Point placement records
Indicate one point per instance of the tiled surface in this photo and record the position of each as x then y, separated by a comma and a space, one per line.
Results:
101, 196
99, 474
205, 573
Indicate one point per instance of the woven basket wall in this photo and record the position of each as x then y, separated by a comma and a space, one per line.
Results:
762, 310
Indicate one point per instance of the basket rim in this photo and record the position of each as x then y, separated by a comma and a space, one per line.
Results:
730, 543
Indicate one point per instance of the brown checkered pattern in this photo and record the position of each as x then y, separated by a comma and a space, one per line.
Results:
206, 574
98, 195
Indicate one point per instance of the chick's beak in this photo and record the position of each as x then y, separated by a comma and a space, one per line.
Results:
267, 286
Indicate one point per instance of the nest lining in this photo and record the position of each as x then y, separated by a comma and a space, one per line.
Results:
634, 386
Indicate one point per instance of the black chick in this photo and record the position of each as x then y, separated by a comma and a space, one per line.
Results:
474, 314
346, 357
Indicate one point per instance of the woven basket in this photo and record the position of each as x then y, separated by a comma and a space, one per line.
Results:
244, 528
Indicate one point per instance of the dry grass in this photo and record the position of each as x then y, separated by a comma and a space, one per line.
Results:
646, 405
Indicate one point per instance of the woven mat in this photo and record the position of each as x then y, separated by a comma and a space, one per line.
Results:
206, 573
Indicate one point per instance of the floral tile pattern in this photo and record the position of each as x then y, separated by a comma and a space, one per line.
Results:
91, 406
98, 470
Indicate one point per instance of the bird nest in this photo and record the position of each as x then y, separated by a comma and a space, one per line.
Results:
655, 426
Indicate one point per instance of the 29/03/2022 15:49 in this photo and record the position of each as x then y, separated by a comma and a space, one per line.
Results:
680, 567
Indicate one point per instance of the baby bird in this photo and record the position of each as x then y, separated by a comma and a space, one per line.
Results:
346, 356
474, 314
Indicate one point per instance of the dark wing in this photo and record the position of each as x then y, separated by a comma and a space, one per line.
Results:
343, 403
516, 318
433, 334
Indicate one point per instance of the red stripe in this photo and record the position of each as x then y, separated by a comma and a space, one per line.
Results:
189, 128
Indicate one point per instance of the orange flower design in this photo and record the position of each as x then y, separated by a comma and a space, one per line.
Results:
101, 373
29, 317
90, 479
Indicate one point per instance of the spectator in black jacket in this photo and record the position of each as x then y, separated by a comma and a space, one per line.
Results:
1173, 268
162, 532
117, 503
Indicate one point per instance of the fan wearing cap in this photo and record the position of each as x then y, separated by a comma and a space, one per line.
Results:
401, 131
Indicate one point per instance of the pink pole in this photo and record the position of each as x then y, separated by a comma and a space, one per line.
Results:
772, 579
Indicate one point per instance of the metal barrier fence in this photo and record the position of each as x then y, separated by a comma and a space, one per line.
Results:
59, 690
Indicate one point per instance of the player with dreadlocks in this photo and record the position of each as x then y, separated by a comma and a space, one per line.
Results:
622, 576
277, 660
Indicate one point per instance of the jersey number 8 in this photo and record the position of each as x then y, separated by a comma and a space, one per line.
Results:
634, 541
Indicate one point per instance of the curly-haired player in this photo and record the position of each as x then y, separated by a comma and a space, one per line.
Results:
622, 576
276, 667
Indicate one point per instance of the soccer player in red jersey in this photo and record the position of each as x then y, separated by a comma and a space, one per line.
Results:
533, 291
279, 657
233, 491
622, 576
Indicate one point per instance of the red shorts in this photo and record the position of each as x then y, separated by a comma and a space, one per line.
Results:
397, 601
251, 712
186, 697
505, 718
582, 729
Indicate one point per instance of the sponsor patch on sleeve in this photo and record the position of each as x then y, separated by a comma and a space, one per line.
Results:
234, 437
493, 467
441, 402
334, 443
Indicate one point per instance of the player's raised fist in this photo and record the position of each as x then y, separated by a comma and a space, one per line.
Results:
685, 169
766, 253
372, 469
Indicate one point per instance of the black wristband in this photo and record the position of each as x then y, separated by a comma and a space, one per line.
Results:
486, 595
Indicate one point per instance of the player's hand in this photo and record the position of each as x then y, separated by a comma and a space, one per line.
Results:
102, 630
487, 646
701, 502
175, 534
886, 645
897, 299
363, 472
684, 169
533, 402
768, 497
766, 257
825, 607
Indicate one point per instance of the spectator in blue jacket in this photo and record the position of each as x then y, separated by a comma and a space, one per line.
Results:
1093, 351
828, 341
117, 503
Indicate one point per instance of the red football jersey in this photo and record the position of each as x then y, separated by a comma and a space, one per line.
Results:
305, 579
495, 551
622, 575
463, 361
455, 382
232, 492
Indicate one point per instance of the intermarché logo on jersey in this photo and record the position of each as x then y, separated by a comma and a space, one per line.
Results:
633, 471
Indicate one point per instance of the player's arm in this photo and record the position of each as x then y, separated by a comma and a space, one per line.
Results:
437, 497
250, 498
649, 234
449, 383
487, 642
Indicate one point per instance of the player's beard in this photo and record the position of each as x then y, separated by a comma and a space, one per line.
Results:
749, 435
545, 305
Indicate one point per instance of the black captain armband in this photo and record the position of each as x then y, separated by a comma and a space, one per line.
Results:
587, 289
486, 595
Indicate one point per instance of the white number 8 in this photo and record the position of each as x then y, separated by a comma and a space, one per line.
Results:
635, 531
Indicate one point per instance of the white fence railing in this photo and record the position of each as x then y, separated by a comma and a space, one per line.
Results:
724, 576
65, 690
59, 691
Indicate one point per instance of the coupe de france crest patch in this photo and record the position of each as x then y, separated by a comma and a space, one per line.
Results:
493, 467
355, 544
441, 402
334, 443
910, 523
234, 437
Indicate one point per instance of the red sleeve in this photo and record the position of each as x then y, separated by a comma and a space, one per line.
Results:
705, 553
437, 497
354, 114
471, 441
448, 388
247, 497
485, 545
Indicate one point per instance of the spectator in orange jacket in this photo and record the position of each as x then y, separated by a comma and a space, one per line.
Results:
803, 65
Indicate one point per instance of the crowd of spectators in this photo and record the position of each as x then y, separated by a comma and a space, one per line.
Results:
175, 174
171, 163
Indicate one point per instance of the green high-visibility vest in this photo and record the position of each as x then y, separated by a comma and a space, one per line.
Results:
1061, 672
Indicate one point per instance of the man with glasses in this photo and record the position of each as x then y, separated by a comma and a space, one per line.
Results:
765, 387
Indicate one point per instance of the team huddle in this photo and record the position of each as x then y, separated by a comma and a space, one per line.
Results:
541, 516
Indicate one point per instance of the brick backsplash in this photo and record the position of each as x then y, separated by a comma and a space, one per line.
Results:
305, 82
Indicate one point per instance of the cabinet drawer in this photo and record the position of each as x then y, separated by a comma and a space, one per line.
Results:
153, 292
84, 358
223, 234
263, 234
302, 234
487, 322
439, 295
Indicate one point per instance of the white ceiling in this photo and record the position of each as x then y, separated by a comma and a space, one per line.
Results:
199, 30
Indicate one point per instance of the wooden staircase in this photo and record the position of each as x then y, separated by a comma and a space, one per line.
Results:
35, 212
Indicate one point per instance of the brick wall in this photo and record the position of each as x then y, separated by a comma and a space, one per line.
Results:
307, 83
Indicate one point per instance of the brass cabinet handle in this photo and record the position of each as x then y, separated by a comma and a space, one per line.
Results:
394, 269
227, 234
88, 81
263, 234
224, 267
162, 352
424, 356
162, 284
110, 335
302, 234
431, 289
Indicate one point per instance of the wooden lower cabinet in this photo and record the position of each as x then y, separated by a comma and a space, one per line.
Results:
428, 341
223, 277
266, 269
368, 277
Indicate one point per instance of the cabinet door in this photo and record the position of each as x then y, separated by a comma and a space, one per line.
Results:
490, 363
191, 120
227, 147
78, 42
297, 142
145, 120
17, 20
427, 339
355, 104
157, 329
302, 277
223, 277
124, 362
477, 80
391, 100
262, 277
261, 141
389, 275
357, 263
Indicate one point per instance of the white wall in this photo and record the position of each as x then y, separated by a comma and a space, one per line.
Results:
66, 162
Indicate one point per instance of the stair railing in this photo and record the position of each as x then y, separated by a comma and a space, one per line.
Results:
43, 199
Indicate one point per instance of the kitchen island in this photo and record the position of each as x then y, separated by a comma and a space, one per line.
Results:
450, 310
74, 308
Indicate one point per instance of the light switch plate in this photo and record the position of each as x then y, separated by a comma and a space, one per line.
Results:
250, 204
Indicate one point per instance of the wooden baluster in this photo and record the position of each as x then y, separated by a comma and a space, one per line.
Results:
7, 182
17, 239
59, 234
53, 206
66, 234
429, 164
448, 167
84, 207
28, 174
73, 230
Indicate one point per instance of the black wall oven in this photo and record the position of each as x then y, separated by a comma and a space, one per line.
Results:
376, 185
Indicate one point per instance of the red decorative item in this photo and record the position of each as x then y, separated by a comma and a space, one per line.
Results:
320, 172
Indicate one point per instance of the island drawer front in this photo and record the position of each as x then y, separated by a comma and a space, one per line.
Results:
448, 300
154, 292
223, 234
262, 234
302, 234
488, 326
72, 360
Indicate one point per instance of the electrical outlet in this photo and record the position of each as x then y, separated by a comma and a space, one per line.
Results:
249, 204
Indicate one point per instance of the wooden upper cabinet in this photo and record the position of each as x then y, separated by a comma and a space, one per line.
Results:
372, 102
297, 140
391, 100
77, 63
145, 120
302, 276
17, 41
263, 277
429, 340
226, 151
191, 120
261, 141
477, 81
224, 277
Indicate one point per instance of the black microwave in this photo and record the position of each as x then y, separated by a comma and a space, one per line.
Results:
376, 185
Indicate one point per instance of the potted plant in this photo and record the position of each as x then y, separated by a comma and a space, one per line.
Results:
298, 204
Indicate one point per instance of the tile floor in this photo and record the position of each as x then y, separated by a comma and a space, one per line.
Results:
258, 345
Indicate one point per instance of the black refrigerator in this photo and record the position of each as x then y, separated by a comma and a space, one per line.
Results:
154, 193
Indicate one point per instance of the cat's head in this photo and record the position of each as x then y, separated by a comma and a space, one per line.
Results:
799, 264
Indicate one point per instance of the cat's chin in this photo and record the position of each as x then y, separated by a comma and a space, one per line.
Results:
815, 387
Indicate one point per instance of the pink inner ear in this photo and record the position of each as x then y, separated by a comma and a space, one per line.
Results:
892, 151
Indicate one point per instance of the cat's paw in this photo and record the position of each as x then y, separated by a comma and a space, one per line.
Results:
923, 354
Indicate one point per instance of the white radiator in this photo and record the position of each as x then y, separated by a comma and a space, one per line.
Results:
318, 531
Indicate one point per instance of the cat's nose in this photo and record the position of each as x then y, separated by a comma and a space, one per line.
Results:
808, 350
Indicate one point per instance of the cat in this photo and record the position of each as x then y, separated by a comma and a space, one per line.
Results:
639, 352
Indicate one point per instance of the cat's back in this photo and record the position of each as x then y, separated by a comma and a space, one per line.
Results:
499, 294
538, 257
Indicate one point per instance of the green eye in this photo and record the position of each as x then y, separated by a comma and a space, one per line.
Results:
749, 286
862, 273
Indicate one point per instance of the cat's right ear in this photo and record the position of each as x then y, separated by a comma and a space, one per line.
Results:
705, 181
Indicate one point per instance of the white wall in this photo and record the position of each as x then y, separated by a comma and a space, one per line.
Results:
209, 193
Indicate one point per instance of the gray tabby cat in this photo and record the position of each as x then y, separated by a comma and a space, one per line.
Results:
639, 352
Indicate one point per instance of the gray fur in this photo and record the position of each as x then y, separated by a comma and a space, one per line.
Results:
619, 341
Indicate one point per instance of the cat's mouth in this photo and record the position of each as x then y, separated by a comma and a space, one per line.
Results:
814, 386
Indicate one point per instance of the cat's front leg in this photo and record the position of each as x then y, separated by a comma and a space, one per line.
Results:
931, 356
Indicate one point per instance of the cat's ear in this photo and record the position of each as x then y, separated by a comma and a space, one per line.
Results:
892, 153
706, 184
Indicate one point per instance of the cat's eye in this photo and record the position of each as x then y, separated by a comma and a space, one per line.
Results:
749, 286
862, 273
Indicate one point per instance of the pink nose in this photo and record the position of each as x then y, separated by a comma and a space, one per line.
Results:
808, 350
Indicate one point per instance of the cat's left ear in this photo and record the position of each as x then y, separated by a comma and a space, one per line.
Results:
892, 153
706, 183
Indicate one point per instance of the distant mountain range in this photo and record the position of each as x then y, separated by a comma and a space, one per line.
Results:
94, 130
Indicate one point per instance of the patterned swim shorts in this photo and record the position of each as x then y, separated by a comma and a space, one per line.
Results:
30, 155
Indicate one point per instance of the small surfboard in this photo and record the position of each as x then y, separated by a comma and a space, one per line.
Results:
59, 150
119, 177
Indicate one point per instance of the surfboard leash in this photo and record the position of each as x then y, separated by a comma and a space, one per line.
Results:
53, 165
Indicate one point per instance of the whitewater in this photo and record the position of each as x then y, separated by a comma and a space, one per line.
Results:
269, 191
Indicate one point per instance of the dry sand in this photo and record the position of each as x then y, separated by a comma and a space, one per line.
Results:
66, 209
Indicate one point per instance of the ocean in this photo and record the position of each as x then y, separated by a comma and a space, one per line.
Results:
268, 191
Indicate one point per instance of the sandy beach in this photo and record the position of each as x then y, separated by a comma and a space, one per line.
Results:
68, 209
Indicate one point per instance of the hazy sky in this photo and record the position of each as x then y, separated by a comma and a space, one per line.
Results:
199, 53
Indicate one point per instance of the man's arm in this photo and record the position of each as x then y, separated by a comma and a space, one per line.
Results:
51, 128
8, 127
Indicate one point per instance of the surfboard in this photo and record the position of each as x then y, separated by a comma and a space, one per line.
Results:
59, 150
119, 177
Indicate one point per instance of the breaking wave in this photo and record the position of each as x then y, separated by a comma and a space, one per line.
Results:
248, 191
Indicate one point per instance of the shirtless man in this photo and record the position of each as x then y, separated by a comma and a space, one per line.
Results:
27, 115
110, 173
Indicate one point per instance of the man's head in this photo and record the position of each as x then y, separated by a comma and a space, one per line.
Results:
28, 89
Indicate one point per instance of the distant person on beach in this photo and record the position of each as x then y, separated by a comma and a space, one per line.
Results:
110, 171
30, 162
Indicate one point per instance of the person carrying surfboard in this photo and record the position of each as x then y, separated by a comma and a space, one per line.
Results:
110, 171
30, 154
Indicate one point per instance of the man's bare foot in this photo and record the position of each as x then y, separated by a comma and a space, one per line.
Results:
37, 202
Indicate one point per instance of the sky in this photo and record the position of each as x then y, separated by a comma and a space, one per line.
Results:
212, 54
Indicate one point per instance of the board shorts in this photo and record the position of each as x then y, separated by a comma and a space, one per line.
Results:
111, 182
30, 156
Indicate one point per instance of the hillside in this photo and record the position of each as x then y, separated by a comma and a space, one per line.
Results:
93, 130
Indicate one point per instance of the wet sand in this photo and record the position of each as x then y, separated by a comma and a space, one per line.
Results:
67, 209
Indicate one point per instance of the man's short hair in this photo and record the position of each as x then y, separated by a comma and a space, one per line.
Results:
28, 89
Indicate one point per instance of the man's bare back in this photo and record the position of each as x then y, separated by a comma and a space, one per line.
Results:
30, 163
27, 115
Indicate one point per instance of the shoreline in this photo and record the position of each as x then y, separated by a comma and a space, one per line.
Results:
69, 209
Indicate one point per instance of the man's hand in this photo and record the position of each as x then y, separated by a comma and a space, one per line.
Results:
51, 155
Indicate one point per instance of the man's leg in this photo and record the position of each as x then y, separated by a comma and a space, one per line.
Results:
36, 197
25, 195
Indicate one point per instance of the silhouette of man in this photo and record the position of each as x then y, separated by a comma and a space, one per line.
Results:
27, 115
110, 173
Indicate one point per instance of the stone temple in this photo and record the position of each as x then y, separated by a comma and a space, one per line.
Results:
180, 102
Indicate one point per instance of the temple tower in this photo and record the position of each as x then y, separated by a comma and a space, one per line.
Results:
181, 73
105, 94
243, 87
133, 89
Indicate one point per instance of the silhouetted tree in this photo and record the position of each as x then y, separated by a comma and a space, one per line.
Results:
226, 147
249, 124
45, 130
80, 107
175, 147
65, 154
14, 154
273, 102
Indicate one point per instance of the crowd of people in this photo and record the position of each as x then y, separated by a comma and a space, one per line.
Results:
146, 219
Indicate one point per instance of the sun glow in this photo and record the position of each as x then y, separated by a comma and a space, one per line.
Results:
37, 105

• **Direction**
Can you arrange the lines from the one containing "Indicate one point per instance of the silhouetted" through the last line as a two-column CSV with the columns text and coordinates? Give one row for each line beginning "Indicate" and its results, with every field in quotation marks and line breaks replaced by spaces.

• **Exercise output**
text,coordinates
"Indicate one point per instance of the silhouetted tree in this photo and record the position of each as x then y, separated by a comma and a space, one per line. Results:","226, 147 249, 124 45, 130 80, 107 175, 147 65, 154 14, 154 273, 102"
"Indicate one point per instance of the crowd of people in this photo and record the position of each as x then y, separated by a comma and a space, one per line. Results:","146, 219"
"Indicate one point per instance of the sun glow in this photo and record the position of each as x then y, separated by a comma and a space, one per line. Results:","37, 105"